> _Task instructions_:
Set the following entries down again exactly, line by line.
Begin Material
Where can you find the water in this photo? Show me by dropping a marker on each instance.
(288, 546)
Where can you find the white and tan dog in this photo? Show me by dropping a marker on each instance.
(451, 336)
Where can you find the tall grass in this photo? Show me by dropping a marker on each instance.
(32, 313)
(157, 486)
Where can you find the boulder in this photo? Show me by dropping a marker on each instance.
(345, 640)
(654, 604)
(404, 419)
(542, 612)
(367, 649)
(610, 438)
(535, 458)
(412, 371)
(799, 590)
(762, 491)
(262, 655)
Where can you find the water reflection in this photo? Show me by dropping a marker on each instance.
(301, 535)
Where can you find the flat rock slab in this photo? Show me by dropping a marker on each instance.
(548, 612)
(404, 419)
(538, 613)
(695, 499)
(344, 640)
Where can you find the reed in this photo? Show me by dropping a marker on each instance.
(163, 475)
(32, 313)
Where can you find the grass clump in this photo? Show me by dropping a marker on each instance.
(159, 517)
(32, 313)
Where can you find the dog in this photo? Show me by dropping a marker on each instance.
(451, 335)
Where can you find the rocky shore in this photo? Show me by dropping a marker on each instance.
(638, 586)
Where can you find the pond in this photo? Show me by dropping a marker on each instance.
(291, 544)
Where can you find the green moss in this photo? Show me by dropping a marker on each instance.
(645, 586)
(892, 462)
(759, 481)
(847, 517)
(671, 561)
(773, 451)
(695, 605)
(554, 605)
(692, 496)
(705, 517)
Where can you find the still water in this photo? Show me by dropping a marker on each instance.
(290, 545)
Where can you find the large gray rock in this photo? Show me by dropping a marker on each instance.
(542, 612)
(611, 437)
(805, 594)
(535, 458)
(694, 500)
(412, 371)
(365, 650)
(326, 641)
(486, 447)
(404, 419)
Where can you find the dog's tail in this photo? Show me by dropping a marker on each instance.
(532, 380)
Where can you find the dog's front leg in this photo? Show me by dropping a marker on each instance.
End Material
> _Answer below_:
Where can you find the water in this photo? Show me by dropping a marker on each instance.
(288, 546)
Where can you find the white and tan dog in this photo? Show me by dropping a marker on each instance.
(451, 336)
Where can you find the tall grass in this photo? Show me by dropping a marker on each instance.
(32, 313)
(157, 486)
Where can you find the boulder in this photo? Show me by dropping a marker on each instance.
(345, 640)
(654, 604)
(404, 419)
(542, 612)
(367, 649)
(610, 438)
(535, 458)
(412, 371)
(799, 590)
(762, 491)
(262, 655)
Where can you find the water reflection in this photo? Show me by dropping a marker on each instance.
(301, 535)
Where can you find the flat rock slab in this photo? Show me by dropping a marker on each instance.
(548, 612)
(404, 419)
(538, 613)
(695, 499)
(344, 640)
Where can you find the reed in this photo? Show me by dropping a marker on each instance.
(163, 475)
(32, 313)
Where can you find the grass clump in this photo? Show me by dropping a marker on each instance.
(159, 517)
(32, 313)
Where can you find the dog in this photo? Show me by dropping a marker on each instance.
(451, 335)
Where can you find the rocky shore in this photo? Show me by dropping a marker on each instance.
(638, 586)
Where can you find the pond in this photo? Show me by dropping a marker on each instance.
(291, 544)
Where can you find the green moss in this photo? Show me by dropping a marker on each instance.
(645, 586)
(892, 462)
(759, 481)
(847, 517)
(671, 561)
(773, 451)
(695, 605)
(554, 605)
(692, 496)
(705, 517)
Where can you find the still water in this photo? Show me by dropping a marker on each instance.
(290, 545)
Where can you find the large gray rock in this photo? Show me by dropping a marker on each instance.
(542, 612)
(611, 437)
(805, 594)
(535, 458)
(694, 500)
(412, 371)
(365, 650)
(326, 641)
(486, 447)
(404, 419)
Where can you find the dog's tail in this photo? Show me by dropping a marker on each instance.
(532, 380)
Where can you find the dog's front leg in this photo? Show me by dropping a marker on each instance.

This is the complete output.